Provided passage:
# Training Pole? Martine???



## Joby Becker (Dec 13, 2009)

I have watched quite a few NVBK training vids, and seems like a pole is used in most of them...is the pole used to guide the dog in position? prevent him from getting out of position? If you have time can you please explain some of the uses for the pole?

thanks


----------



## Timothy Saunders (Mar 12, 2009)

could you post one of those vids I can't think of what pole


----------



## Nicole Stark (Jul 22, 2009)

I'm thinking what he is describing might be seen in the following video around the 3:07 mark: http://www.youtube.com/watch?v=_PQ_hJttoJk


----------



## Timothy Saunders (Mar 12, 2009)

thanks Nicole . you are right Joby it can be used for that ,like in that video to help the dog turn and I have seen it used to keep the dogs body straight during biting.

Task instructions:
**a.** Rewrite the paragraph in the training pole thread that begins "I have watched quite a few NVBK training vids" in fewer words, keeping its main points.
**b.** Write the next post in the training pole thread, following on from its last reply.

Dataset records:
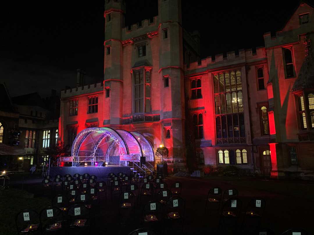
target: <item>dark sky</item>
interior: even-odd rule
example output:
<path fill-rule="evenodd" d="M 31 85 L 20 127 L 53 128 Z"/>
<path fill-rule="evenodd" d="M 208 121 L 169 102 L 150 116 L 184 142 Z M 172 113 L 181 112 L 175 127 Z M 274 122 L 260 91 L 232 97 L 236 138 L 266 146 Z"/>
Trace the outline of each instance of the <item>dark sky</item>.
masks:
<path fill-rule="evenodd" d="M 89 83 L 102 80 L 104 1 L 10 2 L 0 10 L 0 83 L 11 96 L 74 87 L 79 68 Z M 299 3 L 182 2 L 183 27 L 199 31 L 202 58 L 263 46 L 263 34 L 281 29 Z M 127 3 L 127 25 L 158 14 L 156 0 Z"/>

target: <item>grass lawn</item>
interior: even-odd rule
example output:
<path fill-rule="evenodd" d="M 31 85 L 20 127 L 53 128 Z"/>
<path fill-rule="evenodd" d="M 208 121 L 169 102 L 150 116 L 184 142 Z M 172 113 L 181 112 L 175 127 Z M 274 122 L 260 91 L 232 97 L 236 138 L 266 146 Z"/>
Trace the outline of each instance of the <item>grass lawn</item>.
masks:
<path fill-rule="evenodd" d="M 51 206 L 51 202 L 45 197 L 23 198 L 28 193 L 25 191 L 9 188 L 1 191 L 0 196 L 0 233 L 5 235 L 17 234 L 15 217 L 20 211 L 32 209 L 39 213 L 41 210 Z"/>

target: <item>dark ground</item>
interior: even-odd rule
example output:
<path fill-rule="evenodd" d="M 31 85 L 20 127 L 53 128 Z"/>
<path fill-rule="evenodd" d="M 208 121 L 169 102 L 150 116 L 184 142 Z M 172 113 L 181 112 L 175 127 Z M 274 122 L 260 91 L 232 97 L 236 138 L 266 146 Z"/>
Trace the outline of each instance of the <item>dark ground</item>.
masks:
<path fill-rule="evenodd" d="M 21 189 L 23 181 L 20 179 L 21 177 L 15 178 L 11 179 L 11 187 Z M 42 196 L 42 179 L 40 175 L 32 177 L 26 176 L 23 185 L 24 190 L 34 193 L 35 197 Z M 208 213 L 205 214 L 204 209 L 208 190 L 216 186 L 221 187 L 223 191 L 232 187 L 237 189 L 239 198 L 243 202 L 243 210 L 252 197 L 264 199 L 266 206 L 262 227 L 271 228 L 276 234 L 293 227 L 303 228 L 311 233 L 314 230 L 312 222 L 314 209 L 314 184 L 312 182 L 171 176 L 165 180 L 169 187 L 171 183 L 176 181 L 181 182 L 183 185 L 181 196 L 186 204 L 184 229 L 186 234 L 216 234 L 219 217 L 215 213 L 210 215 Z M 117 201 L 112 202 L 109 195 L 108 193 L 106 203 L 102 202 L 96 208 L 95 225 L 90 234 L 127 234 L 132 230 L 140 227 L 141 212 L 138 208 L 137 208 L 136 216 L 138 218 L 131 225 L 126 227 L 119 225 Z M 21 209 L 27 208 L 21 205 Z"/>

Exercise results:
**a.** A pole shows up in most of the NVBK training videos the writer has watched. Is it meant to guide the dog into position, or to stop him from getting out of position? The writer asks for an explanation of the pole's uses if there is time.

**b.**
----------



## Joby Becker (Dec 13, 2009)

...I have seen a bunch of ones with shorter poles.used in the bitework, usually planted on the ground...I assumed to keep dog in front..I watch a lot of video and can't remember seeing the poles used in bitework, besides the NVBK ones...interesting stuff...thought I would ask..


----------



## Thomas Barriano (Mar 27, 2006)

*A Bart Bellon Training Pole*

Where do I get one of these
http://vimeo.com/17276014


----------



## Joby Becker (Dec 13, 2009)

*Re: A Bart Bellon Training Pole*



Thomas Barriano said:


> Where do I get one of these
> http://vimeo.com/17276014


Bass Pro Shops..

Interesting as well


----------



## Thomas Barriano (Mar 27, 2006)

*Re: A Bart Bellon Training Pole*



Joby Becker said:


> Bass Pro Shops..
> 
> Interesting as well


It does kind of look like a fishing pole, but I think there maybe more involved?


----------



## Joby Becker (Dec 13, 2009)

I would assume so....care to share?


----------



## Thomas Barriano (Mar 27, 2006)

Joby Becker said:


> I would assume so....care to share?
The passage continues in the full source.